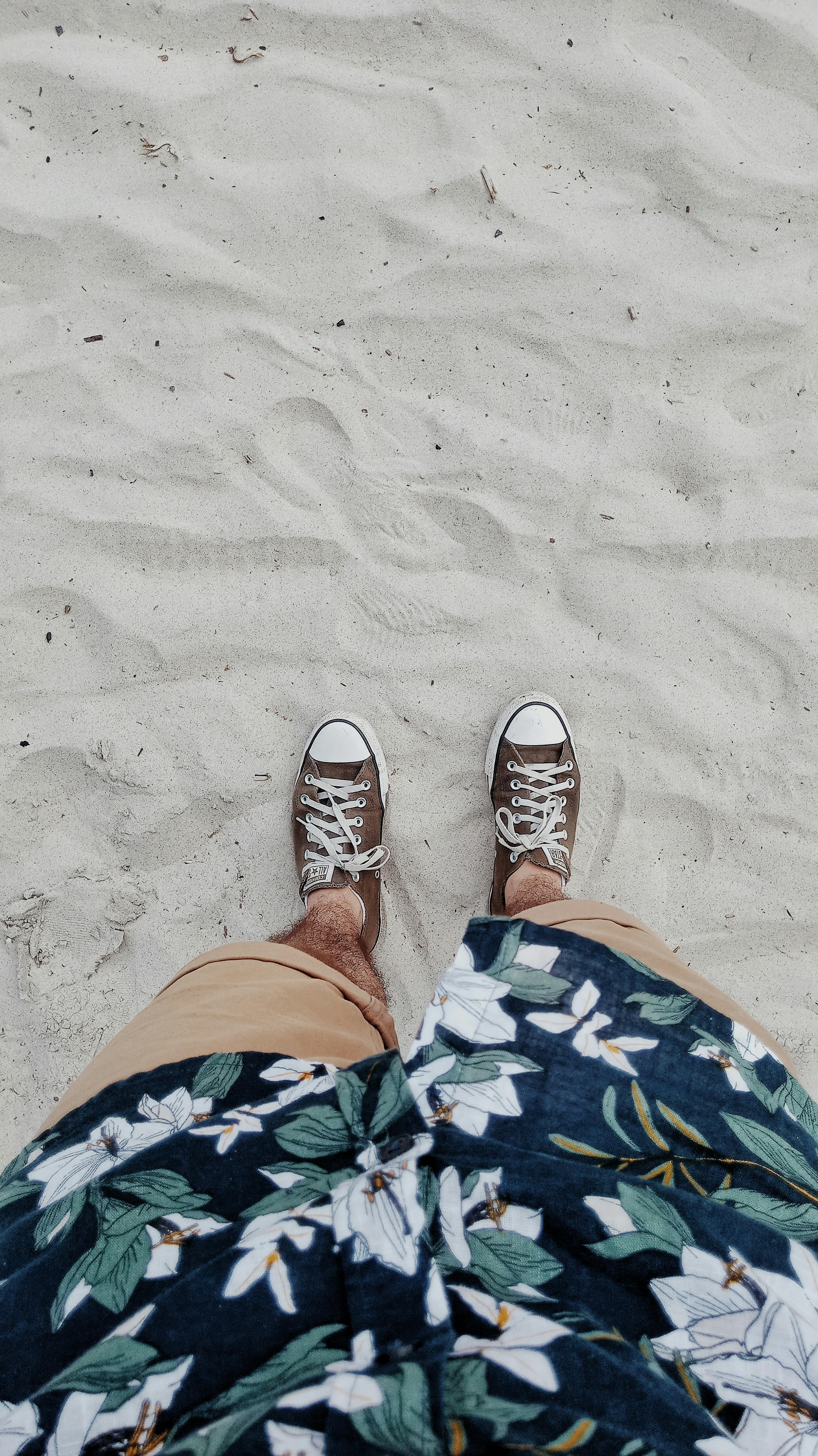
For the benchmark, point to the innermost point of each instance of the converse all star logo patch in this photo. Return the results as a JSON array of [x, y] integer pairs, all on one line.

--

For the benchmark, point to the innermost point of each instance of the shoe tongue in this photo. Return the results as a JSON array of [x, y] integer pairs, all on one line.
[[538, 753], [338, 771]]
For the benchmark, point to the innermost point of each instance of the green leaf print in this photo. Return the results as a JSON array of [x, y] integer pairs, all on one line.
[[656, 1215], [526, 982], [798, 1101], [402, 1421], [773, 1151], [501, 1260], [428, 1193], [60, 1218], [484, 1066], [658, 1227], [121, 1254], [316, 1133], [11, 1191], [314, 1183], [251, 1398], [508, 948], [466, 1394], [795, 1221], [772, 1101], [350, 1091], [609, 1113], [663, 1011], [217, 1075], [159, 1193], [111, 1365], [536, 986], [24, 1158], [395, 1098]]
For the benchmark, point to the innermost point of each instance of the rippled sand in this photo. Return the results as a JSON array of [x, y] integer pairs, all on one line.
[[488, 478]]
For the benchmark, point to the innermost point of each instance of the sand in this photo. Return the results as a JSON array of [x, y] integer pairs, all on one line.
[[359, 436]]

**PROBLEM DETAILS**
Lay out the entries from the line with "of the rippled" up to and including the line with "[[359, 436]]" as a Markdown table with the columns No. and Line, numbering each line in order and leaving out any blank lines.

**ANSWER TO THE EXERCISE**
| No. | Line |
|---|---|
| 1 | For the benchmark, point to the innermost point of each instance of the rippled sand in this photo. Return the results as a JSON array of [x, y] integer pairs, all on one line. |
| 2 | [[488, 478]] |
| 3 | For the benchmark, point to the innermost point of each instance of the sand in this photo. Return the results as a JSON array of [x, y] integer pairs, all on one line. |
| 4 | [[359, 436]] |